• **Data**

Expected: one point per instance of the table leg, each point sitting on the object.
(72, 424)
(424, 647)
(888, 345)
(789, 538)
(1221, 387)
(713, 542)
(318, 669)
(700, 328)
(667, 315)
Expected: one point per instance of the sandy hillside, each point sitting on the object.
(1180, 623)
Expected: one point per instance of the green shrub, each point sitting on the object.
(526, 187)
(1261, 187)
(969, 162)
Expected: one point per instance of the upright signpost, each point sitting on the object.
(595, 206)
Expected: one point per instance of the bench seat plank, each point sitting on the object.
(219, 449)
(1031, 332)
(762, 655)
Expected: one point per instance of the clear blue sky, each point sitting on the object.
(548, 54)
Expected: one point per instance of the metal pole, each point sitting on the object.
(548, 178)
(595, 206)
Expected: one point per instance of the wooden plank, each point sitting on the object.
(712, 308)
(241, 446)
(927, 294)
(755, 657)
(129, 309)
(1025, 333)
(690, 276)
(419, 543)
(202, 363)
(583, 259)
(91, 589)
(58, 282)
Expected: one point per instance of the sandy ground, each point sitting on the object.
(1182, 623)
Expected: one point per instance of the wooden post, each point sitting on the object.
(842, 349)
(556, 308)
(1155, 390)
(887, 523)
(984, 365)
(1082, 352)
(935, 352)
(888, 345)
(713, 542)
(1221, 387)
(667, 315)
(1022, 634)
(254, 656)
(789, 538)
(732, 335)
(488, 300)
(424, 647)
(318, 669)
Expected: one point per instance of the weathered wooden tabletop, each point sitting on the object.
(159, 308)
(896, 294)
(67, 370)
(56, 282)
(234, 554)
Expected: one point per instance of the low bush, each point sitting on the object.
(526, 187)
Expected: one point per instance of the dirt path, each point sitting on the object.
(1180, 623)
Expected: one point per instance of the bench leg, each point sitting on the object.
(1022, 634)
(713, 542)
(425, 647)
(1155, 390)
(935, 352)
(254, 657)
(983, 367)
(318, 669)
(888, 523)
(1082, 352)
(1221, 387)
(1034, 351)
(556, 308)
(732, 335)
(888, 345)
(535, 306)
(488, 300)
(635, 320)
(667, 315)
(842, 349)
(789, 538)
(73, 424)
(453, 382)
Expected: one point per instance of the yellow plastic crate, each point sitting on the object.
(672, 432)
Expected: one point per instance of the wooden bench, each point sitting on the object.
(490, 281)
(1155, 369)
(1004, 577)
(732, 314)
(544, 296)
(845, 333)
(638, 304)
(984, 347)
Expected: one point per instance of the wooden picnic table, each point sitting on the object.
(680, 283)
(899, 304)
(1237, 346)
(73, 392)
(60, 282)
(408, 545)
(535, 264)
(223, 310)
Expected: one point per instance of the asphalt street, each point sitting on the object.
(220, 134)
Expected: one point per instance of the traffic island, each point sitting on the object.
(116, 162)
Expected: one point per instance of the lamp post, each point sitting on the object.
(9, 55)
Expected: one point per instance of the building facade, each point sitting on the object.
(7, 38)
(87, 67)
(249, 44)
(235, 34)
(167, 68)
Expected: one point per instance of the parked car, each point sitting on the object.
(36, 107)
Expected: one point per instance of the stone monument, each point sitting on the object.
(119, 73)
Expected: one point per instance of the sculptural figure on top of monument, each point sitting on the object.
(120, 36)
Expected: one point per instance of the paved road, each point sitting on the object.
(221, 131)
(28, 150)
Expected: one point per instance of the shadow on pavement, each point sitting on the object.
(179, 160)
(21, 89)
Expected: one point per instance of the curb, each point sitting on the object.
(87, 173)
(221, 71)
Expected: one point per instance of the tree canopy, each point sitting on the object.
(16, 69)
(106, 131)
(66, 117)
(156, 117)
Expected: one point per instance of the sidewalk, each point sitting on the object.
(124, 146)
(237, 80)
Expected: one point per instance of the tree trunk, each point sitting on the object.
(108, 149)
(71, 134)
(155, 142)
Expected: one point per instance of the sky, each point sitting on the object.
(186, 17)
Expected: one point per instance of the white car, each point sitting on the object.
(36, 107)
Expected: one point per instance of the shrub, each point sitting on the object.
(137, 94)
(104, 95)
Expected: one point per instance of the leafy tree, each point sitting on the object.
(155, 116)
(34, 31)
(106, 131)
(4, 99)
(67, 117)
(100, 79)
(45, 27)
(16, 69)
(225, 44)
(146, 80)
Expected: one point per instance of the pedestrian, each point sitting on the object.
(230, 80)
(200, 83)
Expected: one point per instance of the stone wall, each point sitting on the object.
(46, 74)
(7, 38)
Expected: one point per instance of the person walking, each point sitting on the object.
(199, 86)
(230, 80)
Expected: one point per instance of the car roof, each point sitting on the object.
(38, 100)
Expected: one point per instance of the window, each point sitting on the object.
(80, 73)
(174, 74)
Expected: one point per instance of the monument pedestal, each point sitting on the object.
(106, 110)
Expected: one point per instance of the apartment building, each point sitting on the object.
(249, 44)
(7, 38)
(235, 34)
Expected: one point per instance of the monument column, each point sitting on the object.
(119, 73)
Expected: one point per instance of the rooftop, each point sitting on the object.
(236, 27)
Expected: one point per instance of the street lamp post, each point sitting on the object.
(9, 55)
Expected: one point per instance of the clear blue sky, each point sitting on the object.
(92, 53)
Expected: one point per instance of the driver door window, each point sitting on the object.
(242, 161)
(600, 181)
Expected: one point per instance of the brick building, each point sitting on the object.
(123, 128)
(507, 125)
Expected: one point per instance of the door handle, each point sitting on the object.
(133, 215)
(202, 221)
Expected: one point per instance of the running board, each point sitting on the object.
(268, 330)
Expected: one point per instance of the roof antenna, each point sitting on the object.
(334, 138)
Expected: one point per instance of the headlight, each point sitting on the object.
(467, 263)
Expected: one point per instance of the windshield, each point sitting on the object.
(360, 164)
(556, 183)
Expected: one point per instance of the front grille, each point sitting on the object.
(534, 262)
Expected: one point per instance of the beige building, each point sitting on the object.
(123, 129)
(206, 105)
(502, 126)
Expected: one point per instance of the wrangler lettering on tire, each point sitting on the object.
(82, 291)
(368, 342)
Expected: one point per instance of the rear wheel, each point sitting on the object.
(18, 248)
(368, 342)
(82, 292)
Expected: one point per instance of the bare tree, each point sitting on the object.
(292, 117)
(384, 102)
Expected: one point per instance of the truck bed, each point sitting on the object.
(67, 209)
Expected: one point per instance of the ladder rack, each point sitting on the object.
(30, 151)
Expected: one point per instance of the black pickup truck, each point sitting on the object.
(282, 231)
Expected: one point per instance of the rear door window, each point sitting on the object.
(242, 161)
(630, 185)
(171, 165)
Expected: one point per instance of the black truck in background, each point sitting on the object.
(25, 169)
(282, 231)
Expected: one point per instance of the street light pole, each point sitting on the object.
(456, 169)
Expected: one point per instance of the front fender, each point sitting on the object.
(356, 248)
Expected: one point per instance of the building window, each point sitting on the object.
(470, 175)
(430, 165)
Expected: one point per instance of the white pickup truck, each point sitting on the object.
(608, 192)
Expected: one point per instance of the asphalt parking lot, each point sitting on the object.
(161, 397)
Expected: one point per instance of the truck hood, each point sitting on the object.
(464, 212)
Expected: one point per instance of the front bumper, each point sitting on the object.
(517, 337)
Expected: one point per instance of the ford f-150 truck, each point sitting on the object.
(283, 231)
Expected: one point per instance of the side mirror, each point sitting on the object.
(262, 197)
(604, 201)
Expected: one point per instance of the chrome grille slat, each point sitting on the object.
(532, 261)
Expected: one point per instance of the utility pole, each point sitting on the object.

• **Directions**
What is needed is a word-for-word copy of all the entries.

• **Answer to this task**
Expected: one point per instance of the table leg, each point sitting on the object.
(72, 424)
(424, 647)
(888, 345)
(789, 538)
(1221, 387)
(713, 542)
(318, 669)
(700, 328)
(667, 315)
Expected: one point per instance of the sandy hillside, each point sitting on the object.
(1180, 623)
Expected: one point per instance of the green shrub, each point sitting on the object.
(526, 187)
(1261, 187)
(969, 162)
Expected: one point per instance of the upright signpost, each point sitting on the object.
(595, 206)
Expected: one point per instance of the bench seat plank, each point sitting on the object.
(219, 449)
(1031, 332)
(762, 655)
Expected: one point per instance of the clear blue sky, each point sitting on the object.
(548, 54)
Expected: one point per instance of the metal pole, each point sitting on the object.
(548, 178)
(595, 206)
Expected: one point per instance of the wooden plank, each point sitting on the object.
(712, 308)
(241, 446)
(927, 294)
(755, 657)
(129, 309)
(1025, 333)
(690, 276)
(419, 543)
(202, 363)
(583, 259)
(91, 589)
(58, 282)
Expected: one point per instance of the sandy ground, each point sitting on the object.
(1182, 623)
Expected: one point per instance of the wooden post, each point sitting on the object.
(842, 349)
(556, 308)
(1155, 390)
(887, 523)
(984, 365)
(1082, 352)
(935, 352)
(888, 345)
(713, 542)
(1221, 387)
(667, 315)
(1022, 634)
(254, 656)
(789, 538)
(732, 335)
(488, 300)
(424, 647)
(318, 669)
Expected: one point per instance of the weathered wooden tabletop, each point sitting on the object.
(159, 308)
(896, 294)
(67, 370)
(56, 282)
(234, 554)
Expected: one point per instance of the low bush, each point sitting on the object.
(526, 187)
Expected: one point per instance of the dirt path, each point sitting on the object.
(1180, 623)
Expected: one point per instance of the bench leg, each point sitting on the object.
(1022, 634)
(713, 542)
(425, 647)
(1155, 390)
(935, 352)
(254, 657)
(983, 367)
(318, 669)
(888, 523)
(1082, 352)
(1221, 387)
(1034, 351)
(556, 308)
(732, 335)
(888, 345)
(535, 306)
(488, 300)
(635, 320)
(667, 315)
(842, 349)
(789, 538)
(73, 424)
(453, 382)
Expected: one point per instance of the yellow plastic crate, each point sitting on the object.
(672, 432)
Expected: one point per instance of the wooden bench, each point sitting on the object.
(490, 281)
(1155, 369)
(1004, 577)
(732, 314)
(544, 296)
(845, 333)
(638, 304)
(984, 347)
Expected: one point per instance of the wooden picnic table, each point sitting on the object.
(680, 283)
(899, 304)
(1237, 346)
(73, 392)
(60, 282)
(408, 545)
(535, 264)
(223, 310)
Expected: one point per instance of the asphalt street, each point sitting on the object.
(220, 134)
Expected: one point per instance of the traffic island, each point sitting on the object.
(116, 162)
Expected: one point per instance of the lamp post, each point sitting on the object.
(9, 55)
Expected: one point per instance of the building facade, each point sitting on the object.
(7, 38)
(87, 67)
(249, 44)
(235, 34)
(167, 68)
Expected: one point per instance of the parked car, each point sitting on the object.
(36, 107)
Expected: one point per instance of the stone monument, each point sitting on the object.
(119, 73)
Expected: one point per instance of the sculptural figure on top of monument, each point sitting on the object.
(120, 36)
Expected: one point per instance of the paved road, each point sitting on the object.
(221, 131)
(28, 150)
Expected: one point per instance of the shadow on pavement, each point sitting on the object.
(179, 160)
(21, 89)
Expected: one point per instance of the curb, each point sitting on the object.
(87, 173)
(221, 71)
Expected: one point per instance of the tree canopy, each point sitting on the object.
(16, 69)
(106, 131)
(66, 117)
(156, 117)
Expected: one point per instance of the sidewalk, each point sitting on the object.
(124, 146)
(237, 80)
Expected: one point per instance of the tree trunk, each point sitting on the object.
(108, 149)
(71, 134)
(155, 142)
Expected: one point per instance of the sky, each point sitting on the object.
(186, 17)
Expected: one point per instance of the white car, each point sitting on the object.
(36, 107)
Expected: one point per instance of the shrub, each point sitting on the object.
(137, 94)
(104, 95)
Expected: one point per instance of the leafy tree, each point sitting on the object.
(155, 116)
(34, 31)
(106, 131)
(4, 99)
(67, 117)
(100, 79)
(45, 27)
(16, 69)
(225, 44)
(146, 80)
Expected: one point per instance of the pedestrian, each point sitting on the object.
(230, 80)
(200, 83)
Expected: one point per instance of the stone wall, each point sitting on the object.
(46, 74)
(7, 38)
Expected: one point per instance of the person walking, each point sitting on the object.
(199, 86)
(230, 80)
Expected: one point per instance of the car roof, each point sitting on the object.
(38, 100)
Expected: one point per instance of the window, each point sitting on the object.
(80, 73)
(174, 74)
Expected: one point per instance of the monument pedestal, each point sitting on the object.
(106, 110)
Expected: one point per instance of the apartment building, each point sitting on the object.
(249, 44)
(7, 38)
(235, 34)
Expected: one point per instance of the monument column, each point sitting on the object.
(119, 73)
Expected: one point per instance of the rooftop, each point sitting on the object.
(236, 27)
Expected: one point per instance of the street lamp post, each point sitting on the object.
(9, 55)
Expected: one point per instance of the clear blue sky, each point sitting on the object.
(92, 53)
Expected: one point per instance of the driver door window, each point sitting on the object.
(242, 161)
(600, 181)
Expected: one point per instance of the brick building, each point sitting on the object.
(123, 128)
(507, 125)
Expected: one point per instance of the door handle, each point sitting on the object.
(133, 215)
(202, 221)
Expected: one point per instance of the running board, each point sitting on the object.
(268, 330)
Expected: one point per instance of the roof antenna, each point sitting on the object.
(334, 138)
Expected: one point per instance of the headlight, each point sitting on the object.
(467, 263)
Expected: one point per instance of the windshield, each point sitting on the object.
(360, 164)
(556, 183)
Expected: one point per instance of the front grille, each point sitting on the object.
(534, 262)
Expected: one point per instance of the beige building, each point sitting on the object.
(123, 129)
(206, 105)
(502, 126)
Expected: one point per instance of the wrangler lettering on tire, each point sitting on the object.
(82, 291)
(368, 342)
Expected: one point per instance of the rear wheel, each point sitting on the object.
(18, 248)
(368, 342)
(82, 292)
Expected: one point per instance of the bare tree, each point sitting on the object.
(292, 117)
(384, 102)
Expected: one point per instance of the truck bed, each point sitting on the object.
(67, 209)
Expected: one point per instance of the ladder rack, each point sitting on the object.
(30, 151)
Expected: one point per instance of the black pickup truck, each point sitting on the object.
(282, 231)
Expected: one point per instance of the rear door window, each point sitting on the object.
(242, 161)
(630, 185)
(171, 165)
Expected: one point per instance of the black truck in background, each point sitting on the object.
(25, 169)
(282, 231)
Expected: one point per instance of the street light pole, each point sitting on the object.
(456, 169)
Expected: one point per instance of the front fender, each point sitting on the object.
(356, 248)
Expected: one point per instance of the building window, each point sitting on the object.
(470, 175)
(430, 165)
Expected: one point per instance of the white pickup truck, each point sitting on the object.
(608, 192)
Expected: one point per instance of the asphalt parking lot, each point sitting on the object.
(161, 397)
Expected: one point per instance of the truck hood, each point sitting on the object.
(464, 212)
Expected: one point per instance of the front bumper, each point sitting on the object.
(517, 337)
Expected: one point per instance of the ford f-150 truck, each point sitting on the object.
(283, 231)
Expected: one point per instance of the side mirror, each point sitting on the object.
(262, 197)
(604, 201)
Expected: one point per instance of the chrome grille slat, each point sitting on the object.
(532, 261)
Expected: one point per instance of the utility pole, each point sitting on the object.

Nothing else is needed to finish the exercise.